--- Supplied entries ---

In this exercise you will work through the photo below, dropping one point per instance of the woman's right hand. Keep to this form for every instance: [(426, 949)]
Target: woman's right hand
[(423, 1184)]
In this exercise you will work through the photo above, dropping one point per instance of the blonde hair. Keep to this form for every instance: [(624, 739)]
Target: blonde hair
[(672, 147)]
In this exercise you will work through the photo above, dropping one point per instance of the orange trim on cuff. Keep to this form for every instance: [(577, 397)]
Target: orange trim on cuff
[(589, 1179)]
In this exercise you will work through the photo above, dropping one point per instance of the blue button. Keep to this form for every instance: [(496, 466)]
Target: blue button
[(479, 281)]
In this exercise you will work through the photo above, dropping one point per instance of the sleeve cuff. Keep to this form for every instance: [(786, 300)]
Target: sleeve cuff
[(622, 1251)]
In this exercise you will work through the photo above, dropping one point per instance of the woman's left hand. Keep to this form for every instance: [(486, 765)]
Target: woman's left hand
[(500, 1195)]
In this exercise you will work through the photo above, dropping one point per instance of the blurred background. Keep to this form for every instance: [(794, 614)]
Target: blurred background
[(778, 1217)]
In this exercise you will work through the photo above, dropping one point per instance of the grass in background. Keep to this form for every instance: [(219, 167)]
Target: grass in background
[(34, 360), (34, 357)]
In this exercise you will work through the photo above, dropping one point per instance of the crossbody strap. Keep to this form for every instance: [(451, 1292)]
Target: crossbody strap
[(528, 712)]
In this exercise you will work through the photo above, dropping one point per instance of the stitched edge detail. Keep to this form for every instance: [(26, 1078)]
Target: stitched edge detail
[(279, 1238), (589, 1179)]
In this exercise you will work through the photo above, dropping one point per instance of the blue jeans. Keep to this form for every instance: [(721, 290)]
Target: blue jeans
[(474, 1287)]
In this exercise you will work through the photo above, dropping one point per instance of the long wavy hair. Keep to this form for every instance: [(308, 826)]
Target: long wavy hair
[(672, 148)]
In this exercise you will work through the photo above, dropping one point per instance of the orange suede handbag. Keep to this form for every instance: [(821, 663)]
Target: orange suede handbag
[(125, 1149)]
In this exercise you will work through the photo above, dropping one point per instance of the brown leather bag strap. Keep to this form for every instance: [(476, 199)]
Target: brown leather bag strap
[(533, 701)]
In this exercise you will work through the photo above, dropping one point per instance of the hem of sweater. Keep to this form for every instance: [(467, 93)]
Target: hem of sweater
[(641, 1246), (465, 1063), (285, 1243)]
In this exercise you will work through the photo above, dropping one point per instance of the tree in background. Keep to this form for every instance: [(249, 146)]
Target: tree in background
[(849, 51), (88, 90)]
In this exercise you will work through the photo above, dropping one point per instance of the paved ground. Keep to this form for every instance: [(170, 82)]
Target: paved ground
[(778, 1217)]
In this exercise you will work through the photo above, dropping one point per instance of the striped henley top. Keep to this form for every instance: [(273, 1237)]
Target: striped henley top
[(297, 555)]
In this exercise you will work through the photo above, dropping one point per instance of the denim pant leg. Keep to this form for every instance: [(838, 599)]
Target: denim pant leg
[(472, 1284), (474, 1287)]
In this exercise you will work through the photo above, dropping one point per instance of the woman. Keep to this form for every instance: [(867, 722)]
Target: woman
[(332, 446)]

---

[What you have to do]: Format every one of the records above as a numbered list, each line its own item, with blank lines omitted.

[Finished answer]:
1. In this exercise you will work through the photo below, dropping one point per instance of the woman's right hand. Keep to this form for every instance: [(426, 949)]
2. Target: woman's right hand
3. [(423, 1184)]
4. In this exercise you will work through the photo above, dropping one point per instance of the blonde hair. Keep to this form for every instance: [(624, 739)]
5. Target: blonde hair
6. [(672, 147)]
7. In this exercise you will work through the photo above, dropping one point per instance of the orange trim on cuff. Keep to this form for every instance: [(577, 397)]
8. Target: orange trim on cuff
9. [(589, 1179)]
10. In this exercise you will work through the photo above, dropping one point per instance of the blue button. Keep to this form for every instance: [(496, 466)]
11. Target: blue button
12. [(479, 281)]
13. In this exercise you will work through the photo above, dropping one point per instance of the sleeve cuff. Keep to this form for every instance: [(786, 300)]
14. Target: sleeve cuff
15. [(622, 1251)]
16. In this exercise you will work through the photo above, dropping one point per instance of the woman's left hand. Keep to this form for every instance: [(486, 765)]
17. Target: woman's left hand
18. [(500, 1195)]
19. In this exercise you will work through the photo above, dropping one point per instance of the blurred background. Keep to this form for every instance: [(794, 614)]
20. Target: blurred background
21. [(778, 1217)]
22. In this exercise you will work through the photo above, dropping one point per instance of the grass in background. Keep to this form for every instance: [(219, 167)]
23. Target: grass in background
24. [(34, 360), (34, 357)]
25. In this exercise you will work through the photo above, dropping one point per instance of the crossbody strap. Keep to this form for every instance: [(451, 1292)]
26. Target: crossbody strap
27. [(528, 712)]
28. In this exercise you will work through the photo above, dropping one point per instance of the stitched edge detail. Keep to this form for every instance: [(26, 1078)]
29. Target: stitched edge detail
30. [(279, 1238), (589, 1179)]
31. In this exercise you will work through the photo above, dropping one point per instance of the blue jeans. Keep to this form for every instance: [(721, 290)]
32. Target: blue jeans
33. [(474, 1287)]
34. In this exercise you will work through the photo above, dropping one point per instance of the long wavy hair. Keep to this form for every instance: [(308, 826)]
35. Target: long wavy hair
36. [(672, 148)]
37. In this exercise you will work through the photo above, dropping one point per instance of the orange suede handbag. Keep to this form for every instance: [(821, 663)]
38. Target: orange suede handbag
39. [(125, 1149)]
40. In this exercise you will work through the photo above, dropping one point per instance of the brown leather bag strap. Keep to this form for every instance: [(476, 199)]
41. Target: brown leather bag strap
42. [(533, 701)]
43. In this exercise you will work through the photo above, dropping one point per instance of the hem of sweater. Keep to this form for every instance: [(467, 93)]
44. Target: hem of sweater
45. [(641, 1246), (465, 1063), (285, 1243)]
46. In this exercise you will work through the photo above, dropping one point per instance of the tree in background. Keep to this form for every instance: [(249, 146)]
47. Target: tree in background
48. [(849, 51), (88, 90)]
49. In this exercise you will work through the photo above, dropping one point per instance of the paved ground. Keep to this form for every instance: [(170, 82)]
50. Target: paved ground
51. [(778, 1217)]
52. In this exercise you will work through the photo above, dropping one point per instance of the striped henley top. Keep to this form for every instance: [(273, 1237)]
53. Target: striped henley top
54. [(297, 555)]
55. In this exercise you will work through the photo above, dropping one point per instance of the denim pant leg. Keep to this form for every instance: [(838, 599)]
56. Target: denim pant leg
57. [(472, 1284), (474, 1287)]
58. In this exercise you will work through the photo above, dropping one point per instance of the woman. Keep to this form for every instance: [(867, 722)]
59. Target: woman
60. [(332, 446)]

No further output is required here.